• [TASK TO CARRY OUT]:
Search the material below for the string "shorts" and copy each line where it appears.

+-------+

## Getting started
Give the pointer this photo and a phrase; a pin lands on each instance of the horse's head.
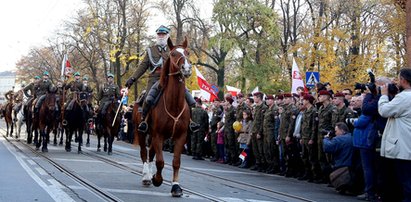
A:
(179, 63)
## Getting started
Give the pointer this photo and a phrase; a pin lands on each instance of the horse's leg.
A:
(146, 178)
(80, 140)
(176, 190)
(157, 145)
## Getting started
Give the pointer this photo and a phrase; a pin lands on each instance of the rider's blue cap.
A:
(162, 30)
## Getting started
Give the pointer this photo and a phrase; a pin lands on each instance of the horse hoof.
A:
(176, 191)
(157, 182)
(146, 182)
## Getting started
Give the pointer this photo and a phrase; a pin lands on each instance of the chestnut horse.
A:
(169, 118)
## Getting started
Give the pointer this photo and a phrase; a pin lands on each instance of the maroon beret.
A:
(324, 92)
(339, 95)
(269, 97)
(309, 97)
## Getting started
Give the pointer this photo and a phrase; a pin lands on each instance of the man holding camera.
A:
(396, 139)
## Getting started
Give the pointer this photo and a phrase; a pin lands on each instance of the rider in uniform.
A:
(107, 93)
(75, 87)
(44, 86)
(155, 56)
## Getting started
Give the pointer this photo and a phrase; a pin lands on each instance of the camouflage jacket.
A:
(258, 119)
(308, 125)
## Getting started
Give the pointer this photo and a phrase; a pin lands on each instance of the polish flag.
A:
(243, 155)
(205, 86)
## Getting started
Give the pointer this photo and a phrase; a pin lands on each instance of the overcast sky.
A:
(28, 23)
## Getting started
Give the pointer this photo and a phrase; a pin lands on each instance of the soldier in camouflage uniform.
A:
(270, 130)
(341, 111)
(199, 115)
(257, 136)
(107, 93)
(324, 127)
(44, 86)
(75, 88)
(216, 117)
(287, 141)
(230, 139)
(308, 140)
(155, 56)
(242, 106)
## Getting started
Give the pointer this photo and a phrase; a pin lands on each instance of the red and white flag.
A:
(297, 80)
(243, 155)
(66, 67)
(205, 86)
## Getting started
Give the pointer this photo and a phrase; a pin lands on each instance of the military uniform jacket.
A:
(308, 125)
(108, 92)
(288, 121)
(153, 60)
(43, 87)
(32, 87)
(269, 122)
(339, 115)
(240, 109)
(258, 118)
(325, 118)
(229, 119)
(200, 116)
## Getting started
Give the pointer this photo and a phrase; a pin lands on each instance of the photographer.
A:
(366, 137)
(396, 140)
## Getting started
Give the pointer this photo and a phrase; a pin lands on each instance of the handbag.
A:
(340, 178)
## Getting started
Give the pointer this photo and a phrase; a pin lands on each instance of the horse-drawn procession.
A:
(65, 110)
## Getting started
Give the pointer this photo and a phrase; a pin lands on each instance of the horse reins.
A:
(174, 118)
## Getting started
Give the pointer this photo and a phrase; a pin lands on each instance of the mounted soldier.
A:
(75, 88)
(155, 56)
(107, 93)
(43, 86)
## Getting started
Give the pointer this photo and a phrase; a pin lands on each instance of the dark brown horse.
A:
(169, 118)
(47, 119)
(8, 118)
(106, 129)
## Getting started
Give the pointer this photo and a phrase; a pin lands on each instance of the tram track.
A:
(274, 194)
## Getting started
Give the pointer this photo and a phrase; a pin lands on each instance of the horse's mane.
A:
(165, 70)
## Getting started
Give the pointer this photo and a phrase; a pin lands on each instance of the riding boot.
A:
(143, 126)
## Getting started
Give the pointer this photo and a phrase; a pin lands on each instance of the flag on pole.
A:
(243, 155)
(297, 80)
(233, 90)
(205, 86)
(66, 69)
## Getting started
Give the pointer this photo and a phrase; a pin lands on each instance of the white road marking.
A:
(54, 192)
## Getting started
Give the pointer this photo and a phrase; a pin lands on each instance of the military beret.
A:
(324, 92)
(162, 30)
(269, 97)
(229, 99)
(339, 95)
(309, 97)
(280, 96)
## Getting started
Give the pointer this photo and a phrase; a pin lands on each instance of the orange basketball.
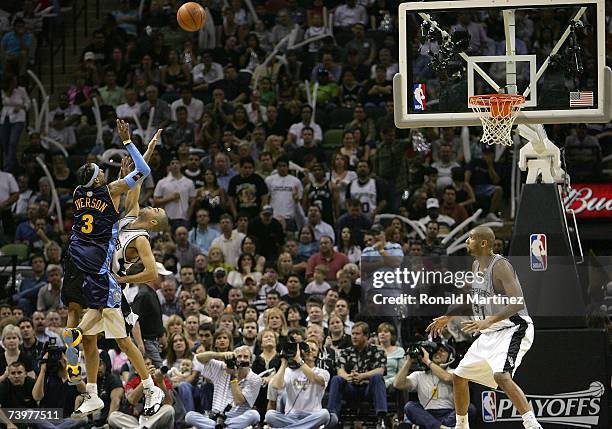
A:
(191, 16)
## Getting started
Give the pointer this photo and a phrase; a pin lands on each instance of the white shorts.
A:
(498, 351)
(110, 321)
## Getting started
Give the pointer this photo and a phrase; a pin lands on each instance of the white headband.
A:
(93, 177)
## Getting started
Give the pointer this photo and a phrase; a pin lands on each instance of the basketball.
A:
(191, 16)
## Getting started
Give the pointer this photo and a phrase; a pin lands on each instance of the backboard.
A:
(550, 51)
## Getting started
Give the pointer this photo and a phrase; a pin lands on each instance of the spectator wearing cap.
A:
(433, 214)
(205, 73)
(131, 108)
(229, 241)
(432, 245)
(202, 235)
(111, 94)
(49, 295)
(269, 233)
(256, 112)
(220, 287)
(194, 106)
(445, 163)
(175, 193)
(148, 308)
(162, 115)
(62, 134)
(247, 191)
(286, 192)
(481, 173)
(294, 137)
(450, 207)
(326, 256)
(348, 14)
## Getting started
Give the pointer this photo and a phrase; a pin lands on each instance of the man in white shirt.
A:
(305, 386)
(230, 240)
(194, 107)
(130, 109)
(175, 193)
(320, 227)
(294, 137)
(285, 193)
(350, 13)
(236, 387)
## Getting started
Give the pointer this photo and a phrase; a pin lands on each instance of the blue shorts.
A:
(89, 290)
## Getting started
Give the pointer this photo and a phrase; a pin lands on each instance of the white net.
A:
(497, 113)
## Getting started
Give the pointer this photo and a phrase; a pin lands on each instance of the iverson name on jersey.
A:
(91, 203)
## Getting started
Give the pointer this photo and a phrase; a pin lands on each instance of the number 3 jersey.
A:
(125, 237)
(94, 232)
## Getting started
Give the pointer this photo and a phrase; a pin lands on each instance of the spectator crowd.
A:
(278, 155)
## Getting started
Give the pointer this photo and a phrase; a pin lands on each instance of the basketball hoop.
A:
(497, 113)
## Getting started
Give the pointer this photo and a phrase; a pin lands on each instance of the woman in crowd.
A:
(178, 349)
(249, 245)
(347, 246)
(307, 246)
(216, 259)
(245, 266)
(337, 338)
(211, 197)
(387, 337)
(341, 176)
(228, 322)
(11, 341)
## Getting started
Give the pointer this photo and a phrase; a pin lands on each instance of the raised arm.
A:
(132, 207)
(141, 170)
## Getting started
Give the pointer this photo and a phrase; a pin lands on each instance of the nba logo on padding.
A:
(489, 406)
(538, 251)
(419, 96)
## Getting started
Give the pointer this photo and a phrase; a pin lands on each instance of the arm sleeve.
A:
(141, 169)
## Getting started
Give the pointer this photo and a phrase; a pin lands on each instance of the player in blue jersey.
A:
(88, 281)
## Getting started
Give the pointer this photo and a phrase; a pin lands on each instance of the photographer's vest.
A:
(483, 288)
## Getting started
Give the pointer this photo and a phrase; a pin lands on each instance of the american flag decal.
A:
(581, 99)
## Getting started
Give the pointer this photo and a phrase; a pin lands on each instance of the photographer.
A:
(360, 375)
(52, 389)
(236, 389)
(434, 387)
(305, 386)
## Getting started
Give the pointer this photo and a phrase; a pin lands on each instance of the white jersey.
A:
(366, 194)
(125, 236)
(486, 305)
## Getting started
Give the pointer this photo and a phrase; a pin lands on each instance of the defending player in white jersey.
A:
(506, 331)
(113, 323)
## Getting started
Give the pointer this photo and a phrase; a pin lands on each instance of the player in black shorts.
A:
(89, 283)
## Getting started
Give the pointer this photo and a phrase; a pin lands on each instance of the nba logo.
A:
(489, 407)
(419, 96)
(538, 251)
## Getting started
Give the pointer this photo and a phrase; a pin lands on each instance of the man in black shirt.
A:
(16, 391)
(146, 305)
(30, 347)
(247, 191)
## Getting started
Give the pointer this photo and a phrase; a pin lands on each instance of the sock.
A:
(529, 420)
(462, 422)
(147, 383)
(92, 388)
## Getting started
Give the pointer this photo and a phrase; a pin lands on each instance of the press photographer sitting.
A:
(434, 385)
(305, 386)
(52, 389)
(236, 389)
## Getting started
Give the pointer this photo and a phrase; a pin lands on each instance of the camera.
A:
(219, 418)
(54, 354)
(415, 352)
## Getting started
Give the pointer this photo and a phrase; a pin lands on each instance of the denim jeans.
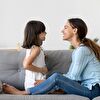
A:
(66, 84)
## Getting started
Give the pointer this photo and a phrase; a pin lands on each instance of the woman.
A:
(83, 77)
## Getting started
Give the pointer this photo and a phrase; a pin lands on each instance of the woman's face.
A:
(68, 31)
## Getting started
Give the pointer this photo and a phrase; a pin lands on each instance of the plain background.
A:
(14, 14)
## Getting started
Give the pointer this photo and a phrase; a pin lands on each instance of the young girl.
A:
(34, 62)
(83, 77)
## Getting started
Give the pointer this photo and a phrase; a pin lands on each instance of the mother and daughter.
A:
(83, 77)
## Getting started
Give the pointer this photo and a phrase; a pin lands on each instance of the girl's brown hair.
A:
(31, 33)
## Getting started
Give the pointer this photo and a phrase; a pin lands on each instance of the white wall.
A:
(14, 14)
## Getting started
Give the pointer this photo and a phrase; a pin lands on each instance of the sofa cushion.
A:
(11, 65)
(42, 97)
(9, 70)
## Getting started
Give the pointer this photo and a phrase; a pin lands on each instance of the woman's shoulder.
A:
(83, 49)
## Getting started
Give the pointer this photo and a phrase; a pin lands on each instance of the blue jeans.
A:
(68, 85)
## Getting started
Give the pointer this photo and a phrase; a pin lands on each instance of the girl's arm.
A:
(27, 63)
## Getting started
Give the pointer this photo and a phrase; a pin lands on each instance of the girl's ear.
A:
(75, 30)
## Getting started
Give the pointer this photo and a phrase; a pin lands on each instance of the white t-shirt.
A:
(30, 76)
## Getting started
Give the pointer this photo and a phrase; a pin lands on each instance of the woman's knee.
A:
(55, 75)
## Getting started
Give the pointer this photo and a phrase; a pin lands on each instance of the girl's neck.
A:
(75, 42)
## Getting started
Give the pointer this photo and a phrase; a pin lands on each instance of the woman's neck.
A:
(75, 42)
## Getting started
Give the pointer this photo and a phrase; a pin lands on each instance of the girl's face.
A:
(68, 31)
(42, 36)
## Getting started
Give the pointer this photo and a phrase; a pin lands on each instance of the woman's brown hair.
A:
(81, 34)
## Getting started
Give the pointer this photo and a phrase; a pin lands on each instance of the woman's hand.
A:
(44, 70)
(37, 82)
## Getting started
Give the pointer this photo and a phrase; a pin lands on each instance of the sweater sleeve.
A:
(79, 62)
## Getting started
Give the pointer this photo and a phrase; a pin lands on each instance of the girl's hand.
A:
(44, 70)
(37, 82)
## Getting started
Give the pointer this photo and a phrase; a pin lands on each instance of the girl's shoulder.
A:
(83, 49)
(34, 50)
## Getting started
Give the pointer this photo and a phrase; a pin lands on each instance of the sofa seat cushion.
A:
(42, 97)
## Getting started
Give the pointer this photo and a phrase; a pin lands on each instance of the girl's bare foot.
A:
(12, 90)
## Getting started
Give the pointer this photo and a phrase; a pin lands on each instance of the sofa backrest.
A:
(11, 65)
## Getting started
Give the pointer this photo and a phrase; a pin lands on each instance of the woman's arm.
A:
(79, 63)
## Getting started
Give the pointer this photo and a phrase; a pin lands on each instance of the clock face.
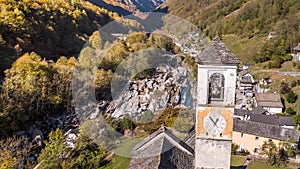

+-------+

• [WRITTEN ANSWER]:
Give the pointer this photo and a phrase; a pin lands on each instance of the white shorts.
Give the pointer this photo and a phrase; a pin lands on each instance of the blue shorts.
Give the pointer this photo and a phrase; a pin lands on each instance of the player in black shorts.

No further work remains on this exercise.